**DOCUMENT SECTION**
The Lost Man is a 1969 American crime film, written and directed by Robert Alan Aurthur, loosely based on British author F.L. Green's 1945 novel Odd Man Out, which was previously made into a 1947 film directed by Carol Reed and starring James Mason.

Plot
Former US Army lieutenant Jason Higgs (Sidney Poitier), after becoming a black militant during the 1960s Black Revolutionary Movement, is wounded as he pulls a payroll heist to help imprisoned brothers, and has to hide from the police.  Social worker Cathy Ellis (Joanna Shimkus) falls in love with Higgs while helping him elude capture.

Cast
 Sidney Poitier as Jason Higgs
 Joanna Shimkus as Cathy Ellis
 Al Freeman Jr. as Dennis Lawrence
 Michael Tolan as Inspector Hamilton
 Richard Dysart as Bernie
 David Steinberg as The Photographer
 Paul Winfield as Orville Turner
 Beverly Todd as Sally Carter / Dorothy Starr
 Vonetta McGee as Diane Lawrence
 Frank Marth as Warren

Critical response
New York Times critic Vincent Canby called the film "Poitier's attempt to recognize the existence and root causes of black militancy without making anyone — white or black — feel too guilty or hopeless."  Roger Ebert wrote that "Poitier has seldom been stronger or more human." but criticized the film for "a tendency to smooth corners and tinker with the plot."

**WHAT YOU NEED TO DO**
Extend the article on the 1969 film The Lost Man, picking up after its final sentence.

**THE DATA**
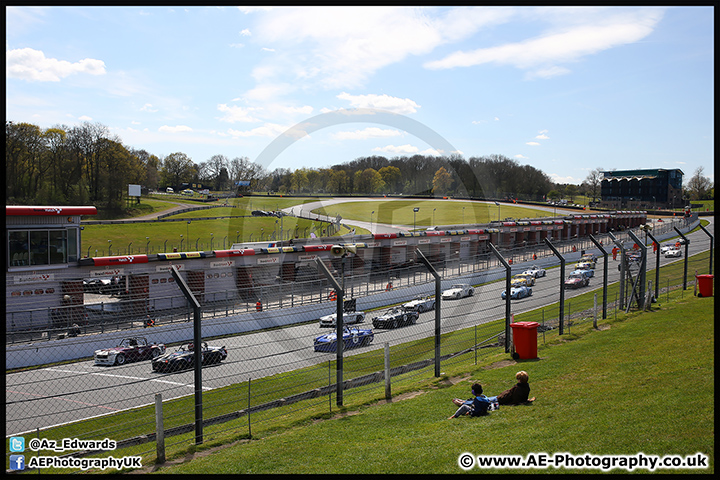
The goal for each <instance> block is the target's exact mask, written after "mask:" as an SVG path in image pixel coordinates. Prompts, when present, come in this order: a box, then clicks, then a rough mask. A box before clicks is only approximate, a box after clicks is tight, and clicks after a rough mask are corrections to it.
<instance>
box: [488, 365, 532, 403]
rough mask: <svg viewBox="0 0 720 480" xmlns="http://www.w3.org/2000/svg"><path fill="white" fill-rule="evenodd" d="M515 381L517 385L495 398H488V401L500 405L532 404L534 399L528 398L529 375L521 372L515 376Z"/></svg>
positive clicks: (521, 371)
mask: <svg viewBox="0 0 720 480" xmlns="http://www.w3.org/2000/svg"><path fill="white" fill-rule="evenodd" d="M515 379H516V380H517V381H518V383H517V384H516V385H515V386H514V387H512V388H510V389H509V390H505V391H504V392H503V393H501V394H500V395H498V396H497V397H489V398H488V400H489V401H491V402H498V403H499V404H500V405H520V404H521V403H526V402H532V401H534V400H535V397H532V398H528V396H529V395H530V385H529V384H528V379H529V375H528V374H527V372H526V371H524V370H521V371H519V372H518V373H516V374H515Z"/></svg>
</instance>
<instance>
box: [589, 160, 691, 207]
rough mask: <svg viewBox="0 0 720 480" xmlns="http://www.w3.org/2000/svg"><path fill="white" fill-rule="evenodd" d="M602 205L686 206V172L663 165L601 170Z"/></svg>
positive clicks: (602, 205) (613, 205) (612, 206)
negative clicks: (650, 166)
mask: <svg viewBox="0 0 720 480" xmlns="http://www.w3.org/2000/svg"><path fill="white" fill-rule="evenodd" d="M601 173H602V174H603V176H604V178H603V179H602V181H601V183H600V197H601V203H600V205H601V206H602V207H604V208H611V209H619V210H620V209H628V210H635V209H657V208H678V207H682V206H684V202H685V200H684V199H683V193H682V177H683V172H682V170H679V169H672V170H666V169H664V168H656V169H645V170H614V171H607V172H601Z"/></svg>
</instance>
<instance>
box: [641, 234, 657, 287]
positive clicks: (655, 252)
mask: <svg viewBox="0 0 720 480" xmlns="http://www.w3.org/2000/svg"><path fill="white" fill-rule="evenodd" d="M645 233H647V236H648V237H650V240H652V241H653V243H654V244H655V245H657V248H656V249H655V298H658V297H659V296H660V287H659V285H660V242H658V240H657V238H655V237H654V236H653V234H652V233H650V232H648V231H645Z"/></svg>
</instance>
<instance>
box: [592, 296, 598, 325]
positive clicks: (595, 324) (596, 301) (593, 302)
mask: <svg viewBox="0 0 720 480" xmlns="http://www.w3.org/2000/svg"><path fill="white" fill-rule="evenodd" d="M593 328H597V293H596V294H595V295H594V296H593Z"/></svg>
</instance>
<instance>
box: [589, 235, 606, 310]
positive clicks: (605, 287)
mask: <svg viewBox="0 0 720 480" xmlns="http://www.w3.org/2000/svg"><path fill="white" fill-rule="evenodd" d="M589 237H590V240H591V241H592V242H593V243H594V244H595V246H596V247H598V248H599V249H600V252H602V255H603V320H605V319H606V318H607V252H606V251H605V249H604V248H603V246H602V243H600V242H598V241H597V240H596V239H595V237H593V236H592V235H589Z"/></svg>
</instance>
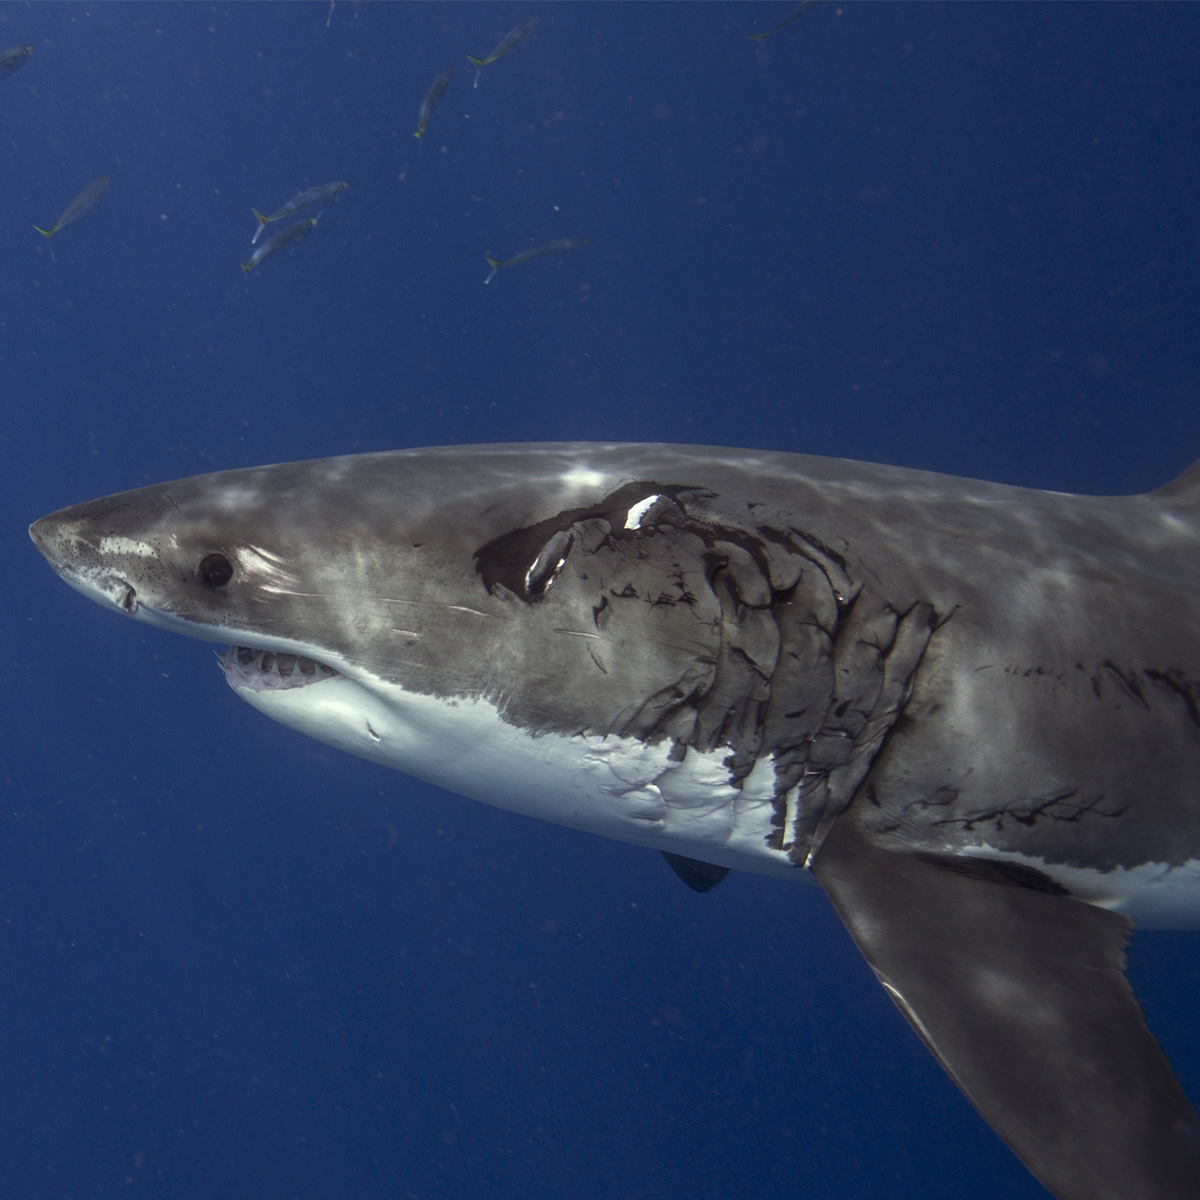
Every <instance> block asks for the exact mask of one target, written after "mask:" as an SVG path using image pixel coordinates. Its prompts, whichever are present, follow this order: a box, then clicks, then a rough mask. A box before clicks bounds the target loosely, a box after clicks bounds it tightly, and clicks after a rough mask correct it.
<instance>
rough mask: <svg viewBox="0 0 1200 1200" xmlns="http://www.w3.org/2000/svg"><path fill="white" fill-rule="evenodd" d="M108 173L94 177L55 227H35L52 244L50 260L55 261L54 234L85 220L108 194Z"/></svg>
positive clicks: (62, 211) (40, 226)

==

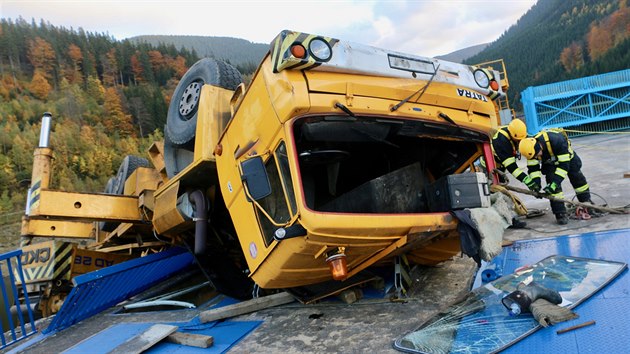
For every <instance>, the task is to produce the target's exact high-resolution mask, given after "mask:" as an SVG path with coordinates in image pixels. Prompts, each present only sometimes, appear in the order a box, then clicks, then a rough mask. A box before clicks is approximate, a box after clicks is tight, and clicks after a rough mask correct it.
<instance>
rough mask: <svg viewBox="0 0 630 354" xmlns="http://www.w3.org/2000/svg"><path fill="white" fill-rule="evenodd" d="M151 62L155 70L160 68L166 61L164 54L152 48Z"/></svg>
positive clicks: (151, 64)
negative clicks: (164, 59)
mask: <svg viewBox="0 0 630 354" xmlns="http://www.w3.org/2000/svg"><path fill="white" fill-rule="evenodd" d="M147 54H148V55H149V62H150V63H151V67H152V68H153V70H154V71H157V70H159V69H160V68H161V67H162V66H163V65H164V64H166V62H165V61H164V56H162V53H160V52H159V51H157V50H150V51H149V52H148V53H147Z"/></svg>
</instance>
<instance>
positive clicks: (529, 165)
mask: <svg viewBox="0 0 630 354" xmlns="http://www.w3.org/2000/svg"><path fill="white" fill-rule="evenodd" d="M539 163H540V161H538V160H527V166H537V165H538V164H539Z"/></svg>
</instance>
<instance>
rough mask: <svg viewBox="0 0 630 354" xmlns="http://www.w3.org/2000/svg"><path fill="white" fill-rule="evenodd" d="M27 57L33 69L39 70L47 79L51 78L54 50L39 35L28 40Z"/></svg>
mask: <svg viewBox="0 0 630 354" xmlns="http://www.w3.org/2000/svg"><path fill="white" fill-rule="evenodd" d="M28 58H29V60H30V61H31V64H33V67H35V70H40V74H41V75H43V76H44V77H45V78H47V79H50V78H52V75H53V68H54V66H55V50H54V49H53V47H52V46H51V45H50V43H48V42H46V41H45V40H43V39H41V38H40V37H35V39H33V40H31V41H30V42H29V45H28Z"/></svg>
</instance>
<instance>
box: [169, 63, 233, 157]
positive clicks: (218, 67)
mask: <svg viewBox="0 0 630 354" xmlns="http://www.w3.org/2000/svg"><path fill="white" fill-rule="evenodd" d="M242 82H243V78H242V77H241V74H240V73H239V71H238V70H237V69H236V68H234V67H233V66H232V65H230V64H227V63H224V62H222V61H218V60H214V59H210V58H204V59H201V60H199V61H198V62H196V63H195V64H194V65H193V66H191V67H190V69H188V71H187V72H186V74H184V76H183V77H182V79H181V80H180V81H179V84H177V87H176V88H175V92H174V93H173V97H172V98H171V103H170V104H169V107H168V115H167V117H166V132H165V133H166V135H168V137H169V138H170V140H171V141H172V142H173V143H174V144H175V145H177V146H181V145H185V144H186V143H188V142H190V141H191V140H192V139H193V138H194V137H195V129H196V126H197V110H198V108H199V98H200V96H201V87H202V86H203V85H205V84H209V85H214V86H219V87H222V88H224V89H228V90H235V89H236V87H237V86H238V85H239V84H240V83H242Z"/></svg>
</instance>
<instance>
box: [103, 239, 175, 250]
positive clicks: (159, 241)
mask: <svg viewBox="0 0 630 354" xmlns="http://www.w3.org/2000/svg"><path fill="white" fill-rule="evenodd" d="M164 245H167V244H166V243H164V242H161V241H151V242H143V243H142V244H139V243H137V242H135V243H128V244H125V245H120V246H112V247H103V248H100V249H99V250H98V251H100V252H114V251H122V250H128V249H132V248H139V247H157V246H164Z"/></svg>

**THE ANSWER**
Musical score and soundtrack

The film score was composed by Quincy Jones and conducted by Stanley Wilson, and the soundtrack album was released on the Uni label in 1969.

Reception

Allmusic's Brandon Burke said the soundtrack had "In the strict sense of the word, The Lost Man was not a blaxploitation film, but its soundtrack (arranged by Quincy Jones) might lead you to think otherwise. ... Jones takes the sparse, groove-oriented route heard on the J.J. Johnson scores for Cleopatra Jones and Across 110th Street. This is most evident on downtempo numbers like the sultry "Sweet Soul Sister" (featuring Nate Turner & the Mirettes) and the opening theme. "Main Squeeze," however, is a funk bomb if ever there was one and, thankfully, its bass-driven motif runs throughout the LP. Recommended if you can find it".

Track listing
All compositions by Quincy Jones except where noted
 "The Lost Man (Main Title)" (Lyrics by Dick Cooper, Ernie Shelby) − 2:35
 "Sweet Soul Sister" (Lyrics by Cooper, Shelby) − 2:48
 "Slum Creeper" − 3:22
 "Rap, Run It on Down" (Lyrics by Cooper, Shelby) − 2:31
 "He Says He Loves Me" (Lyrics by Diane Hilderbrand, Cooper, Shelby) − 3:45
 "Main Squeeze" − 2:48
 "Try, Try, Try" (Lyrics by Cooper, Shelby) − 2:46
 "Need to Be Needed" − 4:46
 "Up Against the Wall" − 4:20
 "He'll Wash You Whiter than Snow" (Cora Martin) − 2:15
 "End Title" − 1:58

Personnel
Unidentified orchestra arranged by Quincy Jones and conducted by Stanley Wilson including:
Ernestine Anderson (track 5), The Church Choir (track 10), Venetta Fields (tracks 4 & 7),  Geraldine Jones (track 11), The kids from PASLA (track 1), The Mirettes (tracks 2, 4 & 7), The Pree Sisters (track 5), Nate Turner (tracks 2 & 4) − vocals 
Ray Brown − bass (track 11)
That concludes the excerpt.